Records supplied Start Marker

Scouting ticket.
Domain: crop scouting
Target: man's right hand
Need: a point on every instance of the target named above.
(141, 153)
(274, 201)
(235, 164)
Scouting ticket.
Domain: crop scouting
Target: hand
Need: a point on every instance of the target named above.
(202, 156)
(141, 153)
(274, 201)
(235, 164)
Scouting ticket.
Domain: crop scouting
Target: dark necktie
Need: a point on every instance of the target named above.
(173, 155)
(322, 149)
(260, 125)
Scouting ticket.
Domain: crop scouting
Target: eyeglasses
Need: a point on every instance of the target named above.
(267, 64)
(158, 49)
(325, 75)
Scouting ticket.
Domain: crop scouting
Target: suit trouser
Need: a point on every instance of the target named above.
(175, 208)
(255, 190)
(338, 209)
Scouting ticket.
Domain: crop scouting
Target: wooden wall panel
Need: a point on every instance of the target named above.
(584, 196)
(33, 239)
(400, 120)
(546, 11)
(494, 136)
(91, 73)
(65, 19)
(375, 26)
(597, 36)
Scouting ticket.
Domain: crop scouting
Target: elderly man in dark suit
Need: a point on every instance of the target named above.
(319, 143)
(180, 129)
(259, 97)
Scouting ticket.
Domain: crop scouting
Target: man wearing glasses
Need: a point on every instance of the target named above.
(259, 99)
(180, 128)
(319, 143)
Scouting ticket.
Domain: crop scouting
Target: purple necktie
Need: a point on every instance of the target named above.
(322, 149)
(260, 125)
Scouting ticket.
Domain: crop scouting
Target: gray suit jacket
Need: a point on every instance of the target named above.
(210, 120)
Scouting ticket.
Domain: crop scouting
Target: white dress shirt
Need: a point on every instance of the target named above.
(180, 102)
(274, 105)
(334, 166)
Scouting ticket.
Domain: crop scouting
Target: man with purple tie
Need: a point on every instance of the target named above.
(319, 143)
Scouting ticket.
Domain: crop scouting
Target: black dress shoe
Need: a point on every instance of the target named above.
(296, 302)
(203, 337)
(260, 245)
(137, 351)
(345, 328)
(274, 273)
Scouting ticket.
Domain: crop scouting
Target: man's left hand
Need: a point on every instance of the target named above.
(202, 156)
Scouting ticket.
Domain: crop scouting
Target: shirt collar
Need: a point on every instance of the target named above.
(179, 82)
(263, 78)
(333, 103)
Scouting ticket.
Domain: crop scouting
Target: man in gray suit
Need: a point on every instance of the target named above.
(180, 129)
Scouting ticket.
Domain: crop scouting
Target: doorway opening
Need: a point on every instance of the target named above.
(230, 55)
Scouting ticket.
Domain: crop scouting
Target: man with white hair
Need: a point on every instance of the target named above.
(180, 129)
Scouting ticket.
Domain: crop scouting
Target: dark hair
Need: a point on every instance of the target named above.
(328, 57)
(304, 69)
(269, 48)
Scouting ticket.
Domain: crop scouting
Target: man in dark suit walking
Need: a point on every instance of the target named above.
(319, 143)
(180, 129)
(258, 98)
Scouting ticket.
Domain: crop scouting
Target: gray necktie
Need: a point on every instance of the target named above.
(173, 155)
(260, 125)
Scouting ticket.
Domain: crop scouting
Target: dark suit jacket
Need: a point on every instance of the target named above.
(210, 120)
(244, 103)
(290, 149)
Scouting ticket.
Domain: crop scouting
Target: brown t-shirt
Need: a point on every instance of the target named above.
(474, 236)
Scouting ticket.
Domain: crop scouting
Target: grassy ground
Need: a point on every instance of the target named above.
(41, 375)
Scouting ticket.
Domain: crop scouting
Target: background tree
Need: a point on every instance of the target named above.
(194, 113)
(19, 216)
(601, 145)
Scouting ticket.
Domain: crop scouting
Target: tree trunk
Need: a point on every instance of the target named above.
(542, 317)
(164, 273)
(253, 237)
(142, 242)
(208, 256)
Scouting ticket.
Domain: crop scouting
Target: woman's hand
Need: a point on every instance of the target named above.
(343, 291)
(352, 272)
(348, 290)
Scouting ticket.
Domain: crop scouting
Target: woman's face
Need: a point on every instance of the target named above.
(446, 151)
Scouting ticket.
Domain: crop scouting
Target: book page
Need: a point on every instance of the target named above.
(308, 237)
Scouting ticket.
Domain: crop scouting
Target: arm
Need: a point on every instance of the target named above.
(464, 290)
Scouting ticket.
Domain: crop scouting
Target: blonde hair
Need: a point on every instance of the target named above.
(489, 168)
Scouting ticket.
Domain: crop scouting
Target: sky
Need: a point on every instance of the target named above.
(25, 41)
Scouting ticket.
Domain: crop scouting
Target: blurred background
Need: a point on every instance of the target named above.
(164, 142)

Records supplied End Marker

▶ _Problem description_: Each line above with the string "suit" in it should be located and copied.

▶ _Exercise response_:
Target: suit trouser
Target: elderly man in dark suit
Target: gray suit jacket
Target: man in gray suit
Target: man in dark suit walking
Target: dark suit jacket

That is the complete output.